# Data for the task
-- Opening Marker --
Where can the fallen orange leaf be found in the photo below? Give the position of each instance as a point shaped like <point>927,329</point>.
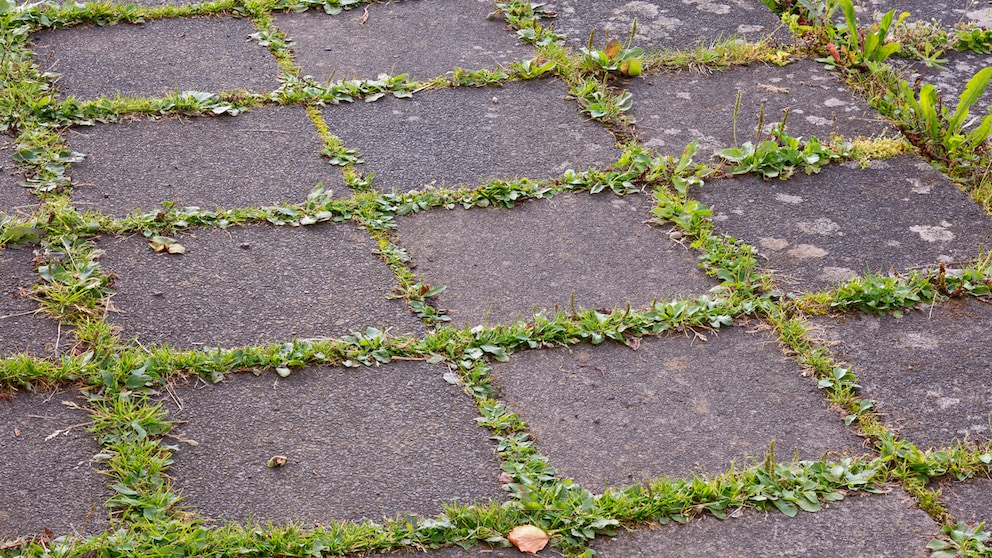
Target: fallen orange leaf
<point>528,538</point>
-- Closing Marker --
-- Opening Marker --
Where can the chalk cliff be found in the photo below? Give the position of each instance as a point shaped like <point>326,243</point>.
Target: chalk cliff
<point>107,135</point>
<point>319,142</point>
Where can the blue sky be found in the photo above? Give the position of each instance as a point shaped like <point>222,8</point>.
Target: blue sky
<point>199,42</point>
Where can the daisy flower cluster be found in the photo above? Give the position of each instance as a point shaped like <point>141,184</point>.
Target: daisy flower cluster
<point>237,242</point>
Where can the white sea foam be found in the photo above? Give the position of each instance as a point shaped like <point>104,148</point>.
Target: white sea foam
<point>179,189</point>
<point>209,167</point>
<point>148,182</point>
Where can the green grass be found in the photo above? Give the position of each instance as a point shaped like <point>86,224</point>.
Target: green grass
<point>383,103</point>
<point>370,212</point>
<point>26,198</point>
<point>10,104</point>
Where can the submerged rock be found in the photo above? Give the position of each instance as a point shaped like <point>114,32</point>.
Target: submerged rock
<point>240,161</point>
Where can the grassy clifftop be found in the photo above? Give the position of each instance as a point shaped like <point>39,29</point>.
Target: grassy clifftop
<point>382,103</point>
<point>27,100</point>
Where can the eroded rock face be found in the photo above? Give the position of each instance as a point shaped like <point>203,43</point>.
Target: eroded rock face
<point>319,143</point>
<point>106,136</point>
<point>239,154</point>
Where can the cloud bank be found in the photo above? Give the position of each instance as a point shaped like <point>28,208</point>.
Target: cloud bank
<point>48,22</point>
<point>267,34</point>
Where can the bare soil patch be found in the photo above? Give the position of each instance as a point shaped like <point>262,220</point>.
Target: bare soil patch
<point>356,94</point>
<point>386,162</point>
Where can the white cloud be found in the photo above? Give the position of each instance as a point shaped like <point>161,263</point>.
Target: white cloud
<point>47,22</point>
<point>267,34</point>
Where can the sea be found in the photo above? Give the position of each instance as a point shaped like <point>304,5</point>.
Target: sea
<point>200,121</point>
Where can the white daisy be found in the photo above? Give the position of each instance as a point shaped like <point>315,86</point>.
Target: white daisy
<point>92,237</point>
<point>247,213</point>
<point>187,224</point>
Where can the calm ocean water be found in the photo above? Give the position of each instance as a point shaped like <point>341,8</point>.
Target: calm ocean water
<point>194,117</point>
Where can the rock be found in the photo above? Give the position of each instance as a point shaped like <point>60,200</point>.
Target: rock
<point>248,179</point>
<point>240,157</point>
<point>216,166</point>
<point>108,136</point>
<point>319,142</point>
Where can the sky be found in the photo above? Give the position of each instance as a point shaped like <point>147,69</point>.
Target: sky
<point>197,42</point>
-- Closing Marker --
# Prompt
Could you return exactly the lines above from the line with "Where can the grassy" to the line with "Where can the cloud", both included, and nothing else?

# Solution to this task
Where can the grassy clifftop be found in the photo above? Give the position of each instance as a point shaped like <point>39,29</point>.
Target: grassy clifftop
<point>382,103</point>
<point>27,100</point>
Where can the eroded rock face be found in the photo above? Give the position of each instance as a point shaped like <point>203,43</point>.
Target: eroded rock face
<point>319,143</point>
<point>106,136</point>
<point>239,154</point>
Where can the cloud bank be found in the photo above? Give the position of each instance as a point shaped like <point>28,208</point>.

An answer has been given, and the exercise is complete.